--- Data extract Enclosed Below ---

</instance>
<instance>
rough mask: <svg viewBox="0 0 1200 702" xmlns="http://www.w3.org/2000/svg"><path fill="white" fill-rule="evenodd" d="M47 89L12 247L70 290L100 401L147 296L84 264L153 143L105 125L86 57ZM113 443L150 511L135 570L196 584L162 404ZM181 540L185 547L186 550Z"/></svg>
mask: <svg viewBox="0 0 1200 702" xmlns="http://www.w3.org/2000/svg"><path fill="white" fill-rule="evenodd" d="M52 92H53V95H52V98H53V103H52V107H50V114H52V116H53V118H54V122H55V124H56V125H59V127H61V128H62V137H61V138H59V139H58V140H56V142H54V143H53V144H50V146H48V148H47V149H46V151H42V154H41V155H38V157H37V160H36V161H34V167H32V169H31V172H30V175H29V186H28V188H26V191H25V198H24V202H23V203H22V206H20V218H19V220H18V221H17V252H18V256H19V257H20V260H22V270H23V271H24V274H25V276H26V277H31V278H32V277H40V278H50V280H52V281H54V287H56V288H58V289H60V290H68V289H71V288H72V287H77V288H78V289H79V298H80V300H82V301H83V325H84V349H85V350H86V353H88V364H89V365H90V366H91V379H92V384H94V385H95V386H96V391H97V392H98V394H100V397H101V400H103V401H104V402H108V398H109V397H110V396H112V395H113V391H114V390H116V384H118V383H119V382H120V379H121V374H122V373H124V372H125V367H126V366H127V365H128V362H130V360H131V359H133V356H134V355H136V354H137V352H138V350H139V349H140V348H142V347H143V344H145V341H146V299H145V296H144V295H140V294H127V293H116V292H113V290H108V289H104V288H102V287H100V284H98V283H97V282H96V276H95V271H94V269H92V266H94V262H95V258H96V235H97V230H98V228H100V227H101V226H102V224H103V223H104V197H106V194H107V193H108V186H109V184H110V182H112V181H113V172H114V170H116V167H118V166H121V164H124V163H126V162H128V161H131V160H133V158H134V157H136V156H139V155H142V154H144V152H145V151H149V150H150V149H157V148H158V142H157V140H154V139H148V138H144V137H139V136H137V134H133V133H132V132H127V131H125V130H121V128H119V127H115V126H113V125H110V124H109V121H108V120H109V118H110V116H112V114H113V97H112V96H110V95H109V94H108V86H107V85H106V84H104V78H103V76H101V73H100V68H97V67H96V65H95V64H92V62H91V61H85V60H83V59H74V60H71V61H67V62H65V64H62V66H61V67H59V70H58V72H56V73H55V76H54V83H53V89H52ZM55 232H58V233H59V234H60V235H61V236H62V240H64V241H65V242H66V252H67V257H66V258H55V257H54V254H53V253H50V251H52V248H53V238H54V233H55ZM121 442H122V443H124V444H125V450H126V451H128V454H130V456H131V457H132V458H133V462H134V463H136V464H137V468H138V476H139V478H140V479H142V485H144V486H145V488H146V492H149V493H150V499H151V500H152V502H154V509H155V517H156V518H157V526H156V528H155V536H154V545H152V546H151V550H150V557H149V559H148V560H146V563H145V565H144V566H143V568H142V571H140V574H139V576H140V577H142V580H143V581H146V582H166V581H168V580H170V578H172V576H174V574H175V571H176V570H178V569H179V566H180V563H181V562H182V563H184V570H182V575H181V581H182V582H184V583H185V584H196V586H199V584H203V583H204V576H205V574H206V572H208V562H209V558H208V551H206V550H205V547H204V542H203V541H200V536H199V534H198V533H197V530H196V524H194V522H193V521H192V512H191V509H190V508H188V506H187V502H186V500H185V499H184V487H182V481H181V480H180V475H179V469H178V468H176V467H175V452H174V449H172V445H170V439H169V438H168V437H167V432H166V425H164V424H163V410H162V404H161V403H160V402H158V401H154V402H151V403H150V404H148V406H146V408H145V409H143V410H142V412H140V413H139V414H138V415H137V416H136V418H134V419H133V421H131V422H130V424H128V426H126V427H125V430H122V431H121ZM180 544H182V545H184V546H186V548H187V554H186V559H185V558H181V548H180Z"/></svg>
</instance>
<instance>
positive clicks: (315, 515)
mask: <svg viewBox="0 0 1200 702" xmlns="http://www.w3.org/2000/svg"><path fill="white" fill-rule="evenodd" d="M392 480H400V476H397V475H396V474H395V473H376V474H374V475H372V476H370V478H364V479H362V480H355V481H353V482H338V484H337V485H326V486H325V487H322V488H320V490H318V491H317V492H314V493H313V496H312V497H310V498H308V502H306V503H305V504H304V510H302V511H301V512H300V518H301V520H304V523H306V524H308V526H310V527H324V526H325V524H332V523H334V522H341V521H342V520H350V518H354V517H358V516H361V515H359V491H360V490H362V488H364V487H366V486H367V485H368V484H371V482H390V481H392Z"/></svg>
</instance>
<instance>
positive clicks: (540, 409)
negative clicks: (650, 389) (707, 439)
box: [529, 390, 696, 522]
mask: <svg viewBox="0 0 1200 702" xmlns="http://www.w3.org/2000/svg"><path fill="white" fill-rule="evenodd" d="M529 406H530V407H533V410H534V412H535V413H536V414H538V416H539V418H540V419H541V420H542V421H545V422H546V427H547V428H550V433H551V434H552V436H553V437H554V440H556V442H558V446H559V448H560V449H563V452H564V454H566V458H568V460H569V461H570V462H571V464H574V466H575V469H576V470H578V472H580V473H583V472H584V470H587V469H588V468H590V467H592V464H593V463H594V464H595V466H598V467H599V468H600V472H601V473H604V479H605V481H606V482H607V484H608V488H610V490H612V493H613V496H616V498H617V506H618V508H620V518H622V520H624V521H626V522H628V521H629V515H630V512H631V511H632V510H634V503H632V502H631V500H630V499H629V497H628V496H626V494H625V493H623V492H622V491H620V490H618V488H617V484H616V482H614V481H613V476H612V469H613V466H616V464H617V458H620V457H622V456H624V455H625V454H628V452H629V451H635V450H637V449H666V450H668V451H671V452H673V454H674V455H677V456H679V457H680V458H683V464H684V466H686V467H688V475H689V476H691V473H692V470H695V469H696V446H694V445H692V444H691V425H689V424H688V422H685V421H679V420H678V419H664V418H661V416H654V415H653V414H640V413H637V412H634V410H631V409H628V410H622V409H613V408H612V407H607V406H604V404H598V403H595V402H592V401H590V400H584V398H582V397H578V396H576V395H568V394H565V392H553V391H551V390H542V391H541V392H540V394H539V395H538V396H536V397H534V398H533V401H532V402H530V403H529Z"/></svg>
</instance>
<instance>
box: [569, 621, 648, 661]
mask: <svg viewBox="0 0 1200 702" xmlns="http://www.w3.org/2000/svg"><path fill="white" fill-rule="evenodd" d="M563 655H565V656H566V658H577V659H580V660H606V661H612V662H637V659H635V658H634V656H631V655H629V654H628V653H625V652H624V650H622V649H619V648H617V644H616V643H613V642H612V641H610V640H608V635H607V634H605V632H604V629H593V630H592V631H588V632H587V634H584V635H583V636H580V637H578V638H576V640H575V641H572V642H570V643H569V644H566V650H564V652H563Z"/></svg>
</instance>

--- End of Enclosed Data extract ---

Reproduce the lines from the start of the records through the line that contains "rough mask: <svg", including both ends.

#### [Result of this task]
</instance>
<instance>
rough mask: <svg viewBox="0 0 1200 702" xmlns="http://www.w3.org/2000/svg"><path fill="white" fill-rule="evenodd" d="M47 89L12 247L70 290L100 401L147 296L84 264L153 143L105 125L86 57ZM113 443L150 511L135 570L196 584L162 404ZM181 540L185 547L186 550Z"/></svg>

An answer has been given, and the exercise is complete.